Double-file restarts late in the first Chase race at New Hampshire required him to drive very aggressively -- an uncharacteristic trait -- to hold onto a second-place finish. It is a hard-nosed style that he needs to use more often if he wants to win the Sprint Cup.

This is Hamlin's fourth season in Cup and he's made the Chase in each of them. He was a solid third in 2006, 68 points behind champion Jimmie Johnson, in a remarkable rookie year. But he fell off badly to 12th in 2007 and, after a slow start, rallied to eighth with three top-fives in the last five races last season. There were multiple reasons for the fall-off -- bad luck and poor performances by Hamlin and the No. 11 Joe Gibbs Racing team to name a few.

A smart and smooth driver, Hamlin always drives hard and prefers to stay clean, regularly running and finishing in the top five and top 10. Once the Gibbs team spotted him in late 2003 by pure good fortune -- Hamlin was setting up his late-model cars that the team had purchased for Aric Almirola and kept breaking the track record -- he ascended to Cup in less than two years. Hamlin won 25 late-model races in 2003 and it's hard to imagine he had to rough anybody up to accomplish it.

Hamlin was on the inside of the front row for those restarts in Loudon, three in the final 18 laps. Mark Martin was on the outside, the preferred position, and opened up a gap that created racing room for third-starting Juan Pablo Montoya, also on the outside, and fourth-starting Jimmie Johnson, who had his choice to move inside or outside.

"I got killed every single restart on the bottom lane and I'd get stuck three-wide in the first corner and then I'd have to battle my way back," Hamlin said. "We had a really fast car at the end. We got stuck three-wide every time and I'd just have to overdrive getting in [to Turn 1]. Got into [Johnson] a couple of times and I've got to say sorry to him. I got a little aggressive there."

• **Data for processing**:
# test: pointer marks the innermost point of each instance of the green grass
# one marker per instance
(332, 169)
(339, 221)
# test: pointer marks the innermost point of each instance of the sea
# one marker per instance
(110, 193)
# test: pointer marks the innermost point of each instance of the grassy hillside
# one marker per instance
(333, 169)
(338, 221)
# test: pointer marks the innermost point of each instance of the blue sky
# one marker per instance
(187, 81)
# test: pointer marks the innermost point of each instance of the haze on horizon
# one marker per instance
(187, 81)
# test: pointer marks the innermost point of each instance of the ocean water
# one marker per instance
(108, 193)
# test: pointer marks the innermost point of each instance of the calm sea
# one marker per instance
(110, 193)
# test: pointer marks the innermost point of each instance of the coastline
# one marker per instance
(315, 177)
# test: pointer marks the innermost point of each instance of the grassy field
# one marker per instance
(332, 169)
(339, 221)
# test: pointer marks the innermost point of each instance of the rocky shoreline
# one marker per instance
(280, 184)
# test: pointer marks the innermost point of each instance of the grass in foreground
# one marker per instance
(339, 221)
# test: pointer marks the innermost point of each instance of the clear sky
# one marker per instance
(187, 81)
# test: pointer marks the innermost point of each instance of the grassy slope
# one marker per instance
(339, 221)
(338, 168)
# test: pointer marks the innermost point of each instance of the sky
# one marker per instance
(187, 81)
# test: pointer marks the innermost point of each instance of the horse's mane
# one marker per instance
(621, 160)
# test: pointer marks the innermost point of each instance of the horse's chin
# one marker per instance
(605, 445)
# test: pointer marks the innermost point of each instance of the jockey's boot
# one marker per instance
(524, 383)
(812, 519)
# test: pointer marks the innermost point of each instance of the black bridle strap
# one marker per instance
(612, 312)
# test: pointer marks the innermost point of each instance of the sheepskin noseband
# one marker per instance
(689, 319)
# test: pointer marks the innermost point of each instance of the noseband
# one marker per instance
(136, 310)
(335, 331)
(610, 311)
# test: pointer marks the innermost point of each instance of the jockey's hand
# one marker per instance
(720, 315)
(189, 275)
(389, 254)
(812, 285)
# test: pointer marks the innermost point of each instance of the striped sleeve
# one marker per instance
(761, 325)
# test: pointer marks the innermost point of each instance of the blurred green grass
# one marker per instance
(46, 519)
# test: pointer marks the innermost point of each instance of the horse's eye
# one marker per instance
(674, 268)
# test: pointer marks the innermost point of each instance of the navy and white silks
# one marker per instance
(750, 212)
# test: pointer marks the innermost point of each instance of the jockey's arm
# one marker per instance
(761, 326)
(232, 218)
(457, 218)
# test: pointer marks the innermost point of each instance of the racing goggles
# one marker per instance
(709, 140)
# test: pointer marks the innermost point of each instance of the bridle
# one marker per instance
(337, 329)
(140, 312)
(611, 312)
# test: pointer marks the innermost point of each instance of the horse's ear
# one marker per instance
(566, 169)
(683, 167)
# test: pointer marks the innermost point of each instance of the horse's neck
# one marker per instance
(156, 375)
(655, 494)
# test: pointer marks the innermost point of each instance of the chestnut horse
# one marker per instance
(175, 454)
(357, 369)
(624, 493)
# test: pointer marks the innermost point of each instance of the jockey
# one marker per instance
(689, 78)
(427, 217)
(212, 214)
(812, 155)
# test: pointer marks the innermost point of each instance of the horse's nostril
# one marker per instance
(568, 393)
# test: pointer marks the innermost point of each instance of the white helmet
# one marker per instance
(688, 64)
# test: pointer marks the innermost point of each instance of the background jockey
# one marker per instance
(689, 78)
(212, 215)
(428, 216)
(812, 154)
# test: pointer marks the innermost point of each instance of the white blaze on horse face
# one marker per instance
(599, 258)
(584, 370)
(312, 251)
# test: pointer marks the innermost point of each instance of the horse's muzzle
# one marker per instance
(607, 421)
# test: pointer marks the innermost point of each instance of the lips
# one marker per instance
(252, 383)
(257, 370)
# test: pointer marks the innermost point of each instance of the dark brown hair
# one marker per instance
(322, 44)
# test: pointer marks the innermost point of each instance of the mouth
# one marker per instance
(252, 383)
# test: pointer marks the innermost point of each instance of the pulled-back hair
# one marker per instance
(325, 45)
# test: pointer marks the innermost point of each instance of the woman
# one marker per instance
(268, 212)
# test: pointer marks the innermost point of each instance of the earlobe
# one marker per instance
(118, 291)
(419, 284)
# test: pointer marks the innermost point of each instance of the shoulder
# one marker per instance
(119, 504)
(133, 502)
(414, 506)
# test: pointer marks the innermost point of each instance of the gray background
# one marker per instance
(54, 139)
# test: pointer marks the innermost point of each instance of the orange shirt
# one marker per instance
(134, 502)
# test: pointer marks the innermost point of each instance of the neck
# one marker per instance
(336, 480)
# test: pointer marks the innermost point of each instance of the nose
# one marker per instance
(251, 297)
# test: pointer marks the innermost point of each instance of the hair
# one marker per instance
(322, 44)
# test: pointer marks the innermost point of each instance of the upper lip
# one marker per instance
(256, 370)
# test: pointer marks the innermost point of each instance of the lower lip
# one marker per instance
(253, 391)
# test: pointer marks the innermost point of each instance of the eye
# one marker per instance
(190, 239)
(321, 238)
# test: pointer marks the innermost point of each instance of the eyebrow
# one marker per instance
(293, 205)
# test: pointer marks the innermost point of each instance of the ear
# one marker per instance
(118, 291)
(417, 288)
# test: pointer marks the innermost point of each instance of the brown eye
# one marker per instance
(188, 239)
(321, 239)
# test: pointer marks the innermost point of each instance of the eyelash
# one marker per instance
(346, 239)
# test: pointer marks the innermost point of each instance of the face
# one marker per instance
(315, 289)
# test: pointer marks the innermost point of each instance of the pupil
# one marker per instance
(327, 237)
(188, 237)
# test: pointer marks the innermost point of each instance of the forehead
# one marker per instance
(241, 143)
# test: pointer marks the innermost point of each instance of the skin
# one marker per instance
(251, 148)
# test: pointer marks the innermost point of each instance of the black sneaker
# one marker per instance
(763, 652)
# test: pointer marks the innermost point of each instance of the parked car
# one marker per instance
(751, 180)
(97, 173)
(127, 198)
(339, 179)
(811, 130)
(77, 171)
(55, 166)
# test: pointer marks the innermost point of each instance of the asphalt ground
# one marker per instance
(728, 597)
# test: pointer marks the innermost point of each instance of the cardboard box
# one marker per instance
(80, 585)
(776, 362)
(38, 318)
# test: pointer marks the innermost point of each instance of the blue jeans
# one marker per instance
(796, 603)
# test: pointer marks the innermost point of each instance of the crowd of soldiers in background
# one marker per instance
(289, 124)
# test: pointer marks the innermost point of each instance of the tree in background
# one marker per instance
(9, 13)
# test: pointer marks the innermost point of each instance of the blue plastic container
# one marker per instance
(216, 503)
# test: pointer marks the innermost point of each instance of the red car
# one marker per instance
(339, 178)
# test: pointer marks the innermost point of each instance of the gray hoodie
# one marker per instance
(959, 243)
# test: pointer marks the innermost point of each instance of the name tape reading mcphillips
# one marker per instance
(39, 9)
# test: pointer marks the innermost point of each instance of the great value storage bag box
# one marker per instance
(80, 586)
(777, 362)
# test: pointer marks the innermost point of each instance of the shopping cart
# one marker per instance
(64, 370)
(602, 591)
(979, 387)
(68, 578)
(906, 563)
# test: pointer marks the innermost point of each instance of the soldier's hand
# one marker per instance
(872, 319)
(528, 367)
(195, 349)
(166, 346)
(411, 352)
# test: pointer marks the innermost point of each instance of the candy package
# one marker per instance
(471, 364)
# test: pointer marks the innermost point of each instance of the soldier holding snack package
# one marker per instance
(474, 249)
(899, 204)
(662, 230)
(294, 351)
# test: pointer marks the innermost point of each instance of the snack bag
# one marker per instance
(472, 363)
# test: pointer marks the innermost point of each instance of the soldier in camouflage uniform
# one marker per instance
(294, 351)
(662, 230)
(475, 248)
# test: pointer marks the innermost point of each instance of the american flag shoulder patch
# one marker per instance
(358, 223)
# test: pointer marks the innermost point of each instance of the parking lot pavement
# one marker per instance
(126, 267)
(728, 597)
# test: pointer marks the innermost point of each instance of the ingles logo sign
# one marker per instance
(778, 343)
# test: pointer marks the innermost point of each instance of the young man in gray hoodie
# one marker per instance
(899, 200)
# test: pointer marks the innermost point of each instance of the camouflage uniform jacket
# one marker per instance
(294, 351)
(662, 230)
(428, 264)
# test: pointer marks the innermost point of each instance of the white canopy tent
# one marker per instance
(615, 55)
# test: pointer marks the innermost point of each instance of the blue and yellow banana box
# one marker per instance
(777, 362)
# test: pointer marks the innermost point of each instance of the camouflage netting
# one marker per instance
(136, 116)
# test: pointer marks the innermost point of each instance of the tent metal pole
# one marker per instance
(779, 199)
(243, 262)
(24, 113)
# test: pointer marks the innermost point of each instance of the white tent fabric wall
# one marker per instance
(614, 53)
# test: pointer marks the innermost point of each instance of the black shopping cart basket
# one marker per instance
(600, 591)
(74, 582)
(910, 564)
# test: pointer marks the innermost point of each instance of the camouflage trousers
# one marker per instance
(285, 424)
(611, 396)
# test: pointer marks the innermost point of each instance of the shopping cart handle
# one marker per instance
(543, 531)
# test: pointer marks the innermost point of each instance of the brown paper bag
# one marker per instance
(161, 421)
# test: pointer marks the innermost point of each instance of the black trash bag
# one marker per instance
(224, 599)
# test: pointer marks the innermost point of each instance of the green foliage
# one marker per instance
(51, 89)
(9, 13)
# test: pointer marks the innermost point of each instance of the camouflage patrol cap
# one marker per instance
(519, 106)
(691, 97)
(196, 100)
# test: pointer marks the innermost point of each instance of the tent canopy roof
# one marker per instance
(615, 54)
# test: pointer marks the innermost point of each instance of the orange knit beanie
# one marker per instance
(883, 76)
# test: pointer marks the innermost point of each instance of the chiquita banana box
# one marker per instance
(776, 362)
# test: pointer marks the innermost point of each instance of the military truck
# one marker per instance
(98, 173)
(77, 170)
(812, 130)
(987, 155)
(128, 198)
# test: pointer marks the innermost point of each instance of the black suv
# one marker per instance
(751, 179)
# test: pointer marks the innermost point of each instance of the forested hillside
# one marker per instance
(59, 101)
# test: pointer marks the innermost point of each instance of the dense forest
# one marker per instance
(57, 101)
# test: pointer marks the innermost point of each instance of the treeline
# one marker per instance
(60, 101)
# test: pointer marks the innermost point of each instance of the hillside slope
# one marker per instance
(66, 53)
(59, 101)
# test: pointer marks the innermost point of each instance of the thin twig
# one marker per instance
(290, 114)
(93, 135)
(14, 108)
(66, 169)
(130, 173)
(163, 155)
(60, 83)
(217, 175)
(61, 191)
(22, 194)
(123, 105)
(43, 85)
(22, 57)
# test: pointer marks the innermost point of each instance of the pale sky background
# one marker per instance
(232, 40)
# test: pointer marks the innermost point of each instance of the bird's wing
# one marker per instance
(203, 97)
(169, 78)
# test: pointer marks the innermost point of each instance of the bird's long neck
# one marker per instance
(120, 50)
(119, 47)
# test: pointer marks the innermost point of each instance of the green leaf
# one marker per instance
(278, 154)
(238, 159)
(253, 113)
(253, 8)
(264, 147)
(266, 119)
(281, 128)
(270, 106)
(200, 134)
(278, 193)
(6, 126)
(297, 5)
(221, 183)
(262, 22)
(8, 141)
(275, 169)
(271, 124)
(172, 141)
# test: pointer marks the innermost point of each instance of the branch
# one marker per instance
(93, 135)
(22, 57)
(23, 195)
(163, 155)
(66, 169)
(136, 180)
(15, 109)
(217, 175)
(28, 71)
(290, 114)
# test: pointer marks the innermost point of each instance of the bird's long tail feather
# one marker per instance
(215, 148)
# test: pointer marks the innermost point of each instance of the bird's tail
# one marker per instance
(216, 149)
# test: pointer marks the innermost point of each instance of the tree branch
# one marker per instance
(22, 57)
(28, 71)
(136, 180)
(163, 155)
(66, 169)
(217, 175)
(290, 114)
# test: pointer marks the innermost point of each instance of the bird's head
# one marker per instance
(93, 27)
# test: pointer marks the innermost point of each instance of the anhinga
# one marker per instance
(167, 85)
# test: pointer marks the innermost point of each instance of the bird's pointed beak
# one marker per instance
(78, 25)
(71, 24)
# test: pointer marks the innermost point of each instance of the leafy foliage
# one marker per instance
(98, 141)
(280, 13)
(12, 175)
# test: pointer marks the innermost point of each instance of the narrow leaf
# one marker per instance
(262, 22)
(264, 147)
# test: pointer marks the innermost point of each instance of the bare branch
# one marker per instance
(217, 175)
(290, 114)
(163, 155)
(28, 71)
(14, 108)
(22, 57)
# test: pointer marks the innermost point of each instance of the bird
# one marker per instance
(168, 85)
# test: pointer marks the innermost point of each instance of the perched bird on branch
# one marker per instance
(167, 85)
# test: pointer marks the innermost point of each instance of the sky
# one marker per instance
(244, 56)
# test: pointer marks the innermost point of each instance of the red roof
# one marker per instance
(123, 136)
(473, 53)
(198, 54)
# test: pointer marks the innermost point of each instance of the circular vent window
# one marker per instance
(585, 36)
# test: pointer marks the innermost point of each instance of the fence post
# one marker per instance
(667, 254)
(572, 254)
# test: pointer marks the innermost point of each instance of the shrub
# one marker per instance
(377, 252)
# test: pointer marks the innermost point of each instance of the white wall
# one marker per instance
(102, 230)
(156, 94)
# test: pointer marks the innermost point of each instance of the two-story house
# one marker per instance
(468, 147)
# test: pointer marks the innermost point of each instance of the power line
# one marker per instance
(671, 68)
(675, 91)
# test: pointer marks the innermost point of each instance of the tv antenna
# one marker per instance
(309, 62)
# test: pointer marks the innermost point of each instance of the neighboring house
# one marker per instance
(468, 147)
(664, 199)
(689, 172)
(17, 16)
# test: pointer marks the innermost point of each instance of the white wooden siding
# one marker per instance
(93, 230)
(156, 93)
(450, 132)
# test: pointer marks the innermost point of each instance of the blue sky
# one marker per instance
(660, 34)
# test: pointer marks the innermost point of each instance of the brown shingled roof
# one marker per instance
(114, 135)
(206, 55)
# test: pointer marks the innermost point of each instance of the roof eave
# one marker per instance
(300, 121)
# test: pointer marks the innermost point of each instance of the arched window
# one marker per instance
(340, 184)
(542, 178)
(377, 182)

• **Actions to take**:
A - Quote the racing passage verbatim, from "A smart and" up to and including "inside or outside.".
B - Copy each line of the listing that contains the string "hoodie", matching case exactly.
The listing bears no relation to the racing passage.

• **Task-by-task results**:
A -
A smart and smooth driver, Hamlin always drives hard and prefers to stay clean, regularly running and finishing in the top five and top 10. Once the Gibbs team spotted him in late 2003 by pure good fortune -- Hamlin was setting up his late-model cars that the team had purchased for Aric Almirola and kept breaking the track record -- he ascended to Cup in less than two years. Hamlin won 25 late-model races in 2003 and it's hard to imagine he had to rough anybody up to accomplish it.

Hamlin was on the inside of the front row for those restarts in Loudon, three in the final 18 laps. Mark Martin was on the outside, the preferred position, and opened up a gap that created racing room for third-starting Juan Pablo Montoya, also on the outside, and fourth-starting Jimmie Johnson, who had his choice to move inside or outside.

B -
# test: pointer marks the innermost point of each instance of the gray hoodie
# test: pointer marks the innermost point of each instance of the young man in gray hoodie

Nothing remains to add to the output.